◆ THE TASK
Scale the records from the start through the line containing "[109,206,153,237]": copy that stretch with the requests unchanged, and multiply every bounding-box coordinate in the answers by 0.75, rounding to whole numbers with halves rounded up. Give only that stretch.

-- start --

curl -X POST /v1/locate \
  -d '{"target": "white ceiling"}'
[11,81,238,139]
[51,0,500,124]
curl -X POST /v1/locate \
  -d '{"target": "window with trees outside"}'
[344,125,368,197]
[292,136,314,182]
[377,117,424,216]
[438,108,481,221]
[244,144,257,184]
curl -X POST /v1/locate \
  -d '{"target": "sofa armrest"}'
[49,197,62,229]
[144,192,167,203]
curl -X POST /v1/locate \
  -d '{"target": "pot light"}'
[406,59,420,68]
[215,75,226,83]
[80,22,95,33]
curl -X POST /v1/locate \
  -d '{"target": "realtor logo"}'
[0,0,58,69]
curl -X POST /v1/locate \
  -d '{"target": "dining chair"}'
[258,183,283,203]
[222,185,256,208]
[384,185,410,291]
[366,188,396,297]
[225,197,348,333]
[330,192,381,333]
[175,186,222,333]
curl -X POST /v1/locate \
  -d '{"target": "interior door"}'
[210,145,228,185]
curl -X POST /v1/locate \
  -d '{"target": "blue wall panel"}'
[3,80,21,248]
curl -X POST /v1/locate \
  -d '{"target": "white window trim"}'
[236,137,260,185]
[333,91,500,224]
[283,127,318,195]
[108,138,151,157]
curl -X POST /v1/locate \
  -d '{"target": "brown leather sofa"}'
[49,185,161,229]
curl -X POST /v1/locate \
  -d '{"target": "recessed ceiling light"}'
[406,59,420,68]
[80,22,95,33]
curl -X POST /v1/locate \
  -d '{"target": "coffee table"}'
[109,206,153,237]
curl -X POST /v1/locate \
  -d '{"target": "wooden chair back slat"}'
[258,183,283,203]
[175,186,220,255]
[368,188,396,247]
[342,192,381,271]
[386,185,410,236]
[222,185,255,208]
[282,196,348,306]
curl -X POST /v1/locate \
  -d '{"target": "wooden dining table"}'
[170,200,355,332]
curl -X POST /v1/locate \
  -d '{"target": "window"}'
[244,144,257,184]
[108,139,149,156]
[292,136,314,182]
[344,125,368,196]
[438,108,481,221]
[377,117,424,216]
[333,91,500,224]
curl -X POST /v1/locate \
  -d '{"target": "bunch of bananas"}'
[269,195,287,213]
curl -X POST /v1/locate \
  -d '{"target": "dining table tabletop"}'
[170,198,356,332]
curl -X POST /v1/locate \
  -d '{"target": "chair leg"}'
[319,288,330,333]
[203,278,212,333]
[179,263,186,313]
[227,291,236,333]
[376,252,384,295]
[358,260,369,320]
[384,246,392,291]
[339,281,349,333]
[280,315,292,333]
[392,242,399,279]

-- end --

◆ RESULT OF THE EXERCISE
curl -X POST /v1/locate \
  -d '{"target": "white ceiling"}'
[8,61,179,104]
[38,0,375,93]
curl -X POST /v1/locate \
  -d '{"target": "window with trees outside"}'
[258,94,276,148]
[219,102,236,137]
[283,88,318,162]
[329,81,361,166]
[183,108,193,138]
curl -X POST /v1/locate \
  -d '{"target": "sofa armrest"}'
[37,148,47,172]
[108,144,125,152]
curl -X POST /v1/locate \
  -d '{"target": "pot light"}'
[305,44,315,51]
[161,56,170,62]
[60,17,71,25]
curl -X POST /v1/locate \
  -d '{"target": "realtor logo"}'
[0,0,44,52]
curl -X POST /v1/locate \
  -d '{"target": "dining chair"}'
[194,137,212,152]
[167,139,192,156]
[288,139,308,218]
[275,141,297,223]
[169,148,261,250]
[248,144,286,250]
[131,140,167,250]
curl -X POST /v1/locate \
  -d '{"target": "interior door"}'
[158,109,171,139]
curl -X POST /v1/locate \
  -d '{"target": "blue wall panel"}'
[2,60,16,186]
curl -X POST /v1/locate \
  -d '{"target": "white window trim"}'
[177,103,195,139]
[250,68,375,168]
[212,95,239,146]
[81,104,113,118]
curl -X POST /v1/locate \
  -d '{"target": "brown leather sofa"}'
[37,139,121,172]
curl -X POST /v1/locate \
  -d '{"target": "recessed ceiling light"}'
[305,44,315,51]
[60,17,71,25]
curl -X POST /v1/locate \
  -d '{"target": "coffee table"}'
[82,155,115,178]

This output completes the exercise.